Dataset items

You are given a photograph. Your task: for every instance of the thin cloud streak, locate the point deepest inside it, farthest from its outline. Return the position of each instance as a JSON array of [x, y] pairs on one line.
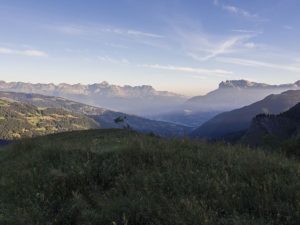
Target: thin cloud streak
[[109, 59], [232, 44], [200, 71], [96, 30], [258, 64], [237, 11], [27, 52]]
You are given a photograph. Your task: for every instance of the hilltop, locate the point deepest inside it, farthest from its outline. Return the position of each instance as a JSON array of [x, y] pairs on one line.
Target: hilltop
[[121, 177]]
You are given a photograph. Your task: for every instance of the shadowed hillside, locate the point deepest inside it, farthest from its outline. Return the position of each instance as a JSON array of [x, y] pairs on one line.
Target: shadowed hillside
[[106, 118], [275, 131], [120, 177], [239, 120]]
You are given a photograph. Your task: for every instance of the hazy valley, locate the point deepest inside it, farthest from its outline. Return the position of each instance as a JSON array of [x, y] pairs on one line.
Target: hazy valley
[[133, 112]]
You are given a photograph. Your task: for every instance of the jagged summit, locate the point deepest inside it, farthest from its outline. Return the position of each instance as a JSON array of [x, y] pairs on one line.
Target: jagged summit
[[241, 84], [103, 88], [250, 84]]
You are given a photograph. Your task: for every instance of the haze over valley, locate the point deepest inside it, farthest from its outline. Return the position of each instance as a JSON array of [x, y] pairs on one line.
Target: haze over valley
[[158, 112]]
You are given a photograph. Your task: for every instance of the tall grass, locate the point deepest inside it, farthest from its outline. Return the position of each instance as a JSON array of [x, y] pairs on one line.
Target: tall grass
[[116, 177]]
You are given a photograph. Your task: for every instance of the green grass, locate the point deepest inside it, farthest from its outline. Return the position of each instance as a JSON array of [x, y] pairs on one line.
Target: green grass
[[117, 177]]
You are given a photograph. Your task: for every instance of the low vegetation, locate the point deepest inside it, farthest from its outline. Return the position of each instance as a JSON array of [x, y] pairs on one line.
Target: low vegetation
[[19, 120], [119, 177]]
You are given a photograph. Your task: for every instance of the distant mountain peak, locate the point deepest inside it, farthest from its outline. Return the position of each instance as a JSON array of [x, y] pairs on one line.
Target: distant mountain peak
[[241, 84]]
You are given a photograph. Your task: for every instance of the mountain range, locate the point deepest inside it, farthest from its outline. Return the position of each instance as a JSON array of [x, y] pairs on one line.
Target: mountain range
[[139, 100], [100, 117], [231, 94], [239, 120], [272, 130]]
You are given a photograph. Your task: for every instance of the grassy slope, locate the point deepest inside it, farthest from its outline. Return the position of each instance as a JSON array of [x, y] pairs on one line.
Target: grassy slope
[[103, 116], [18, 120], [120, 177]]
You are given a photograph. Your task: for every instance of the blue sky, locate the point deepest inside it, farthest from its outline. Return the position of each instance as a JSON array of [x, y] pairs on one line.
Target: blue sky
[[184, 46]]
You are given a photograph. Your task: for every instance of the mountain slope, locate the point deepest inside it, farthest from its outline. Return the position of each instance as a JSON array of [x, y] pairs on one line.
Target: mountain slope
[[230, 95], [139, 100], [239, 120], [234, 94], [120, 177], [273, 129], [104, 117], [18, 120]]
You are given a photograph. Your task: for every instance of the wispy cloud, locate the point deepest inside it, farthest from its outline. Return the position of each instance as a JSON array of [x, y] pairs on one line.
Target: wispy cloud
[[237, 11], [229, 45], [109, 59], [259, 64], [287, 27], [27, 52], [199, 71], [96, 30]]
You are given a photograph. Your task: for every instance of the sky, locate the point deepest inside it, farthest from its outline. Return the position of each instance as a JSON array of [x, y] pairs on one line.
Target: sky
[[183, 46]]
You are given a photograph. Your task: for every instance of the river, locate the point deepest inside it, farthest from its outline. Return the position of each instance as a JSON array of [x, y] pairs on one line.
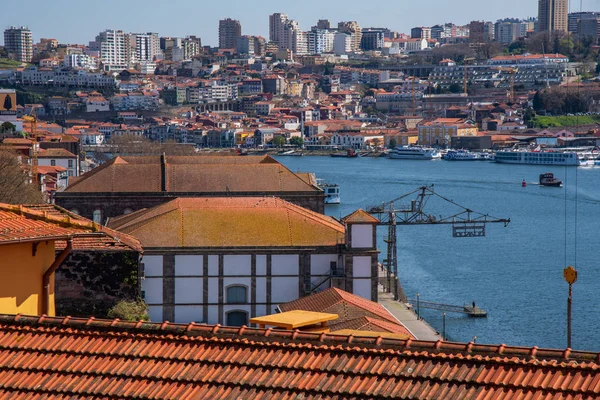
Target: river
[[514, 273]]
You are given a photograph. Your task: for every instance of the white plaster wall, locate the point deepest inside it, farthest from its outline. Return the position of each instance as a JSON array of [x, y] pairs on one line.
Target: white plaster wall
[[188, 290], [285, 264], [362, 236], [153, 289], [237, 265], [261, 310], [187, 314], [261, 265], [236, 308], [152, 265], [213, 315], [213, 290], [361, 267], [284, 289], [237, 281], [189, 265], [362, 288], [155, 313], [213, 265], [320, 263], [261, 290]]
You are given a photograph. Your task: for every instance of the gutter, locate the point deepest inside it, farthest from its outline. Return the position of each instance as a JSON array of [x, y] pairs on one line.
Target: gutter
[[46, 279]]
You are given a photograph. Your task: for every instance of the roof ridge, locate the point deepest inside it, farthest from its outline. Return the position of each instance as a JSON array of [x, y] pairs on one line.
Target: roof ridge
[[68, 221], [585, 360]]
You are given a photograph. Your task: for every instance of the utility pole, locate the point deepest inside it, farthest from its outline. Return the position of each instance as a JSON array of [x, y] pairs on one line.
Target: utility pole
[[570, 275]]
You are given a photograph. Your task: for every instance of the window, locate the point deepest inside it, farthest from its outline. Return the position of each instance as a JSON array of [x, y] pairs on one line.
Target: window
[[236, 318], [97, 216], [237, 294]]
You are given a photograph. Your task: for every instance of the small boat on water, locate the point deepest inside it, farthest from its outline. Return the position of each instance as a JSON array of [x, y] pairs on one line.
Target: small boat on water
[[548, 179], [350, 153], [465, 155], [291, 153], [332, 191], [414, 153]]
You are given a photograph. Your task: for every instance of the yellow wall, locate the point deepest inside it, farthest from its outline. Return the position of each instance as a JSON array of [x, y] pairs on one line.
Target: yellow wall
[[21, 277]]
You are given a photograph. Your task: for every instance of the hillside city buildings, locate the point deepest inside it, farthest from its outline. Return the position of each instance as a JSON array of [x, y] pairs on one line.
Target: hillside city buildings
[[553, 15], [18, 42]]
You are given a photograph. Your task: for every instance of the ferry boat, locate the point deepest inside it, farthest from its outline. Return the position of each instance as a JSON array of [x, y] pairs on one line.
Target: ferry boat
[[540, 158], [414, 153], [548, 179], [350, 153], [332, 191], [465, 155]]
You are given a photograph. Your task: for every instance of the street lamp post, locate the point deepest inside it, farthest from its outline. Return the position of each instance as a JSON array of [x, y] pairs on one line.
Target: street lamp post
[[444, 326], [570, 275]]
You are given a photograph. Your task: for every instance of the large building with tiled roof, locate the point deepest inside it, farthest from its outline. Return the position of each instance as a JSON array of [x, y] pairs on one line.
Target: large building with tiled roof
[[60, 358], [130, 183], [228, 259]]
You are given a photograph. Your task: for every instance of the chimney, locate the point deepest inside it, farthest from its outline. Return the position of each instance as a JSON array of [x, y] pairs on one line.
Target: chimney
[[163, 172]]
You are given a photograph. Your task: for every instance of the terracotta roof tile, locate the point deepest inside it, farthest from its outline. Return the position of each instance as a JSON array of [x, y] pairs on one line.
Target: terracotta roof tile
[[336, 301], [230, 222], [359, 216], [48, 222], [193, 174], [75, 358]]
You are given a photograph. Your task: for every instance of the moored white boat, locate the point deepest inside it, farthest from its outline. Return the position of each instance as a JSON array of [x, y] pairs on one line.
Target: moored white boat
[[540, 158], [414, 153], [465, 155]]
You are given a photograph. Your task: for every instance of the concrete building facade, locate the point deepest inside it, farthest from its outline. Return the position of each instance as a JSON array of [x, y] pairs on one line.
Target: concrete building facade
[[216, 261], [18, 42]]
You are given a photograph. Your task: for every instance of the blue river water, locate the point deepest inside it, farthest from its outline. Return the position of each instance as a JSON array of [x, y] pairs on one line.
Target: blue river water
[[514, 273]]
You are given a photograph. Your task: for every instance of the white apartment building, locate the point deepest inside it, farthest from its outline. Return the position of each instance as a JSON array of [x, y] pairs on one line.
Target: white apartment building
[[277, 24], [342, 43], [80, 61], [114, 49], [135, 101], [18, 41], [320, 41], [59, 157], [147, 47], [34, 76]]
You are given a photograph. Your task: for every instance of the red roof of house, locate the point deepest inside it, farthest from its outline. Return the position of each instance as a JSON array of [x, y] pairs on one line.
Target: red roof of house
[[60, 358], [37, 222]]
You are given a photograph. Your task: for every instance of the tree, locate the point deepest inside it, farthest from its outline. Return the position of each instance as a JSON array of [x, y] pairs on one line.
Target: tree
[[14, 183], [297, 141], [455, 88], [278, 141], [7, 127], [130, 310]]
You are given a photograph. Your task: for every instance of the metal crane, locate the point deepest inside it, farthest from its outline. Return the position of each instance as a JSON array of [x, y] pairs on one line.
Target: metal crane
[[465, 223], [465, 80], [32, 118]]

---

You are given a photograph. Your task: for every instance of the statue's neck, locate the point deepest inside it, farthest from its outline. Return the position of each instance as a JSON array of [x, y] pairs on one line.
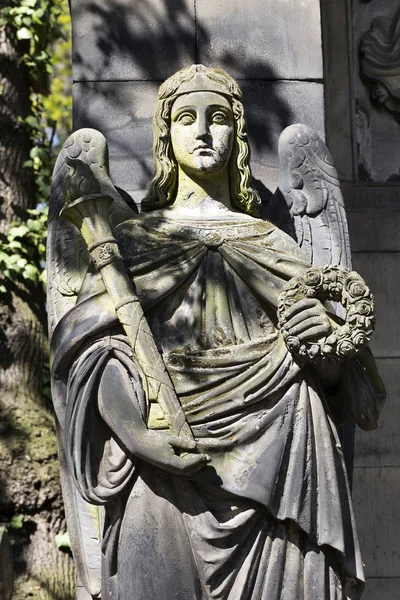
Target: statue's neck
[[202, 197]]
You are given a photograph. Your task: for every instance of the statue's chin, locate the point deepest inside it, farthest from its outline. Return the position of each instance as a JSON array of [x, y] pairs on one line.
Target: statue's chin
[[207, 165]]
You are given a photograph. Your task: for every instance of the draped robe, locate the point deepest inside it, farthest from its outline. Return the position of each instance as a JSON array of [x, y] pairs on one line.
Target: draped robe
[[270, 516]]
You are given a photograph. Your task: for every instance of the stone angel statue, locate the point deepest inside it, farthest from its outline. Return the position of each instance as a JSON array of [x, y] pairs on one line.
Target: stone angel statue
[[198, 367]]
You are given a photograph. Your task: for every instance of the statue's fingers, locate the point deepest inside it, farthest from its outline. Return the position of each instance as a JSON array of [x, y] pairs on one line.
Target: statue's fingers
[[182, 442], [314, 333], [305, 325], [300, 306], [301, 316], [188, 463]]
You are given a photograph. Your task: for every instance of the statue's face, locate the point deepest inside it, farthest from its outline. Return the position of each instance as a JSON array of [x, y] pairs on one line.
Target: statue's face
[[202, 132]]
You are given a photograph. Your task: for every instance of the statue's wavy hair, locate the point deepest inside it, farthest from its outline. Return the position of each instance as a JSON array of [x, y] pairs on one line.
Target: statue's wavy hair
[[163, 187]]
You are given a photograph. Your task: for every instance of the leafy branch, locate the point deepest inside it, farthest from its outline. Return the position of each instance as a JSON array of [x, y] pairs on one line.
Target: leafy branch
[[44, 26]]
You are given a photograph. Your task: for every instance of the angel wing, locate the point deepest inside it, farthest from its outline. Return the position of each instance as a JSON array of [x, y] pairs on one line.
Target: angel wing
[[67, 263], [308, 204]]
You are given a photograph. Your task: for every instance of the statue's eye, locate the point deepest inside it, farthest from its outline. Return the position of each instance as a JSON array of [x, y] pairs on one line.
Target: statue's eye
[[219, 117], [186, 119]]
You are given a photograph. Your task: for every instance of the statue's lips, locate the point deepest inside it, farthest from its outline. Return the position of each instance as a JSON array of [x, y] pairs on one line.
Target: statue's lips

WHAT THE TASK REQUIRES: Above are the records; from them, give again exactly the lines from the one containing "Target: red roof of house" to the one containing "the tree, locate", both lines included, and nothing more.

SOLUTION:
Target: red roof of house
[[60, 358], [37, 222]]
You are given a photograph. Your task: for every instance of the tree, locate the point deepest inside it, farthest from its outline. Return the position of each instance as a JSON array of [x, y] pairs on one line.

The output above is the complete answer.